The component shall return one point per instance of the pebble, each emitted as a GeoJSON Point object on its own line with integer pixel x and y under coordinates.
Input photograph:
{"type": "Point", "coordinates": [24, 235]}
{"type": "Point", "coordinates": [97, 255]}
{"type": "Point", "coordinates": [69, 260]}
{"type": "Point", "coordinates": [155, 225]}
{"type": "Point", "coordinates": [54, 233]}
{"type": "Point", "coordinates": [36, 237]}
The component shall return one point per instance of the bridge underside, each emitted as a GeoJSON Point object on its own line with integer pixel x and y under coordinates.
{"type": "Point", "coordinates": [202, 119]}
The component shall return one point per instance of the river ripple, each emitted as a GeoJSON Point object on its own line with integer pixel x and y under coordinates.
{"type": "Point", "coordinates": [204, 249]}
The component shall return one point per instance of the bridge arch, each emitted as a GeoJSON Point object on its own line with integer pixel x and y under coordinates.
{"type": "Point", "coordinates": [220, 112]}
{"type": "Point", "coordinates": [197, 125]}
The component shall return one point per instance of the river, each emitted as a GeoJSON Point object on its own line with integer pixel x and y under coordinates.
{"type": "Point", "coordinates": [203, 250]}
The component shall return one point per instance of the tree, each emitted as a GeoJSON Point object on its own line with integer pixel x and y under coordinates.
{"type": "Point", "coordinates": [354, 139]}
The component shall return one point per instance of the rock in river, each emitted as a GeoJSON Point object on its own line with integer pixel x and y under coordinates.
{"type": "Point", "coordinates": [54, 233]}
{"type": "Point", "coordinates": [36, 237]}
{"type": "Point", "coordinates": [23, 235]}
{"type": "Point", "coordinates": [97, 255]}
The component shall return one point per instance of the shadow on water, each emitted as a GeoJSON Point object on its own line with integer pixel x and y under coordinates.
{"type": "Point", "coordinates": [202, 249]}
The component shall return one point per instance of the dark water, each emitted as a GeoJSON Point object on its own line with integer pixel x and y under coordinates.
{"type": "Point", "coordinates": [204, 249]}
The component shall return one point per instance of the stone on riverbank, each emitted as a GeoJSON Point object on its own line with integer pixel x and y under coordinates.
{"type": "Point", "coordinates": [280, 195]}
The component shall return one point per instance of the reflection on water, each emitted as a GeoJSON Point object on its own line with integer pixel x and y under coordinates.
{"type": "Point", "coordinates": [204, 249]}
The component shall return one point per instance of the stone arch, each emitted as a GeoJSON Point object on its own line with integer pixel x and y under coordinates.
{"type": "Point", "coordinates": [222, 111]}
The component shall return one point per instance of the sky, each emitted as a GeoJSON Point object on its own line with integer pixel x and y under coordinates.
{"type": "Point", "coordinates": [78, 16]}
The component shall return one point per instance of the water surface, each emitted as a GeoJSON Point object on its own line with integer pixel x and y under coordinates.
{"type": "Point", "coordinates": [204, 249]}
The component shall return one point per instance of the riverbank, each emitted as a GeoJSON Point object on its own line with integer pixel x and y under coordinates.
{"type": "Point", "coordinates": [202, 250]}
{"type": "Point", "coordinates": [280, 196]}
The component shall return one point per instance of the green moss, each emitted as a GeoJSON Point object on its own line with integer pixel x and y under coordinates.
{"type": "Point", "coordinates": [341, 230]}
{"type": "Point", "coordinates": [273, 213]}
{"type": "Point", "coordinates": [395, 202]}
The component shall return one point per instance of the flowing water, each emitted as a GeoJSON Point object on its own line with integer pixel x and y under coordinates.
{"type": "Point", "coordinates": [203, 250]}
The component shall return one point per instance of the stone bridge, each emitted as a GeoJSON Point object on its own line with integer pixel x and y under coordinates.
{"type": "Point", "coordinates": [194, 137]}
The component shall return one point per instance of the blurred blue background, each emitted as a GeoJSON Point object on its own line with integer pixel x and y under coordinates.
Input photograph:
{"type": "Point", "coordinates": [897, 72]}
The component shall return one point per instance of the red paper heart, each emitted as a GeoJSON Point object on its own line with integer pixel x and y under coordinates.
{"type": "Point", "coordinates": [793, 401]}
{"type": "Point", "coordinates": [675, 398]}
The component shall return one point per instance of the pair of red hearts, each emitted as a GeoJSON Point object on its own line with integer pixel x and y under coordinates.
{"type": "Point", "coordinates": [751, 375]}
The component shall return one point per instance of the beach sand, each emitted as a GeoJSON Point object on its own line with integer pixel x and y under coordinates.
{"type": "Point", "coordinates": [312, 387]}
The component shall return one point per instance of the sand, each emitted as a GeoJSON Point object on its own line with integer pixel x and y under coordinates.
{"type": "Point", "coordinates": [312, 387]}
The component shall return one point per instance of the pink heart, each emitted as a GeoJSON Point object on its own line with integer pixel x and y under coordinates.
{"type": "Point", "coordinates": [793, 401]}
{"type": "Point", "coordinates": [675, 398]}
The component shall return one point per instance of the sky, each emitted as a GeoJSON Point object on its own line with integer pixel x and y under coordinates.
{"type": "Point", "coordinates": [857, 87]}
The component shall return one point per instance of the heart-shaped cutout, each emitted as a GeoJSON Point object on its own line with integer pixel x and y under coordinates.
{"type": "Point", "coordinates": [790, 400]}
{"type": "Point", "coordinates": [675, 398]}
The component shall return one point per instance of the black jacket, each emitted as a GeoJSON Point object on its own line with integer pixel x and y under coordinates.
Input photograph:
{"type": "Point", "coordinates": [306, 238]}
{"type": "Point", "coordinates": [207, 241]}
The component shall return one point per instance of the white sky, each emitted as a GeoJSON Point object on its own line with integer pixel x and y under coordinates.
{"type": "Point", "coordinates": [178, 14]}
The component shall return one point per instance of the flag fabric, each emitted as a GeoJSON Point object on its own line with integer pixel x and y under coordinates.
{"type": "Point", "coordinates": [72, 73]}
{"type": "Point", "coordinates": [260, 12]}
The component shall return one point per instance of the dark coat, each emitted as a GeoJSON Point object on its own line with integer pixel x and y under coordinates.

____________________

Task brief:
Give back the data above exactly as it appears.

Response to this task:
The component shall return one point per instance of the pebble, each emitted as a GeoJSON Point object on its own line with integer pixel x and y under coordinates.
Input photograph:
{"type": "Point", "coordinates": [24, 235]}
{"type": "Point", "coordinates": [97, 255]}
{"type": "Point", "coordinates": [69, 260]}
{"type": "Point", "coordinates": [155, 225]}
{"type": "Point", "coordinates": [54, 233]}
{"type": "Point", "coordinates": [36, 237]}
The component shall return one point per instance of the bridge underside, each emitted as a GeoJSON Point object on its own line with integer pixel x and y under coordinates.
{"type": "Point", "coordinates": [202, 119]}
The component shall return one point per instance of the river ripple, each emitted as a GeoJSON Point object on its own line with integer pixel x and y under coordinates.
{"type": "Point", "coordinates": [204, 249]}
The component shall return one point per instance of the bridge arch, each emitted as a GeoJSON Point object on its own line with integer pixel x and y under coordinates.
{"type": "Point", "coordinates": [220, 112]}
{"type": "Point", "coordinates": [197, 125]}
The component shall return one point per instance of the river, each emitted as a GeoJSON Point object on its own line with integer pixel x and y under coordinates.
{"type": "Point", "coordinates": [203, 250]}
The component shall return one point per instance of the tree, each emitted as a GeoJSON Point object on its own line with integer pixel x and y under coordinates.
{"type": "Point", "coordinates": [354, 139]}
The component shall return one point per instance of the rock in river, each emitted as a GeoJSON Point object on its own line with integer pixel x and y under coordinates.
{"type": "Point", "coordinates": [54, 233]}
{"type": "Point", "coordinates": [36, 237]}
{"type": "Point", "coordinates": [23, 235]}
{"type": "Point", "coordinates": [97, 255]}
The component shall return one point per instance of the shadow on water, each emitted as a GeoJSON Point object on its own line with integer pixel x and y under coordinates.
{"type": "Point", "coordinates": [202, 249]}
The component shall return one point per instance of the dark water, each emitted as a GeoJSON Point object on its own line with integer pixel x and y under coordinates.
{"type": "Point", "coordinates": [204, 249]}
The component shall return one point per instance of the stone on riverbank, each emitted as a GeoJSON Point object on its own line with integer pixel x and y under coordinates.
{"type": "Point", "coordinates": [280, 195]}
The component shall return one point per instance of the reflection on water, each emitted as a GeoJSON Point object on its own line with integer pixel x and y under coordinates.
{"type": "Point", "coordinates": [204, 249]}
The component shall return one point per instance of the stone arch, each emitted as a GeoJSON Point object on its own line with integer pixel x and y under coordinates.
{"type": "Point", "coordinates": [222, 111]}
The component shall return one point per instance of the sky, each emitted as a GeoJSON Point object on its own line with integer pixel x and y under coordinates.
{"type": "Point", "coordinates": [78, 16]}
The component shall return one point per instance of the water surface, each emitted as a GeoJSON Point object on its own line with integer pixel x and y under coordinates.
{"type": "Point", "coordinates": [204, 249]}
The component shall return one point per instance of the riverbank, each emitted as a GeoJSON Point object on its own line with integer pixel x and y under coordinates.
{"type": "Point", "coordinates": [202, 250]}
{"type": "Point", "coordinates": [280, 196]}
The component shall return one point per instance of the green moss, each emitted as a GeoJSON Point object on its own line with integer pixel x and y under coordinates.
{"type": "Point", "coordinates": [341, 230]}
{"type": "Point", "coordinates": [273, 213]}
{"type": "Point", "coordinates": [395, 202]}
The component shall return one point per instance of the flowing water, each emitted as a GeoJSON Point object on its own line with integer pixel x and y under coordinates.
{"type": "Point", "coordinates": [203, 250]}
The component shall return one point per instance of the stone bridge, each emitted as a GeoJSON Point object on its own line with integer pixel x and y under coordinates.
{"type": "Point", "coordinates": [194, 137]}
The component shall return one point per instance of the blurred blue background, each emitted as a GeoJSON Point object on its own line with integer pixel x and y under coordinates.
Input photograph:
{"type": "Point", "coordinates": [897, 72]}
The component shall return one point per instance of the red paper heart, each emitted as a GeoJSON Point object on its own line with integer pixel x and y under coordinates.
{"type": "Point", "coordinates": [793, 401]}
{"type": "Point", "coordinates": [675, 398]}
The component shall return one point per instance of the pair of red hearts, each emitted as a GeoJSON Point object on its own line with integer pixel x and y under coordinates.
{"type": "Point", "coordinates": [751, 375]}
The component shall return one point per instance of the beach sand, each emitted as a GeoJSON Point object on its own line with integer pixel x and y under coordinates.
{"type": "Point", "coordinates": [312, 387]}
The component shall return one point per instance of the sand, each emitted as a GeoJSON Point object on its own line with integer pixel x and y under coordinates.
{"type": "Point", "coordinates": [312, 387]}
The component shall return one point per instance of the pink heart, each emitted as a GeoJSON Point object on its own line with integer pixel x and y under coordinates.
{"type": "Point", "coordinates": [793, 401]}
{"type": "Point", "coordinates": [675, 398]}
The component shall return one point per instance of the sky, each emitted as a GeoJSON Point object on its own line with integer pixel x and y under coordinates.
{"type": "Point", "coordinates": [857, 87]}
The component shall return one point per instance of the heart-shaped cutout, each emitted as a GeoJSON Point object on its own line with integer pixel x and y under coordinates.
{"type": "Point", "coordinates": [790, 400]}
{"type": "Point", "coordinates": [675, 398]}
The component shall return one point per instance of the black jacket, each emitted as a GeoJSON Point object on its own line with integer pixel x and y under coordinates.
Input photograph:
{"type": "Point", "coordinates": [306, 238]}
{"type": "Point", "coordinates": [207, 241]}
The component shall return one point per instance of the white sky, each emitted as a GeoJSON Point object on its own line with integer pixel x and y under coordinates.
{"type": "Point", "coordinates": [178, 14]}
The component shall return one point per instance of the flag fabric, each emitted as a GeoJSON Point object on its own line with integer pixel x and y under coordinates.
{"type": "Point", "coordinates": [72, 73]}
{"type": "Point", "coordinates": [260, 12]}
The component shall return one point per instance of the dark coat, each emitted as a GeoJSON Point object on its own line with integer pixel x and y under coordinates.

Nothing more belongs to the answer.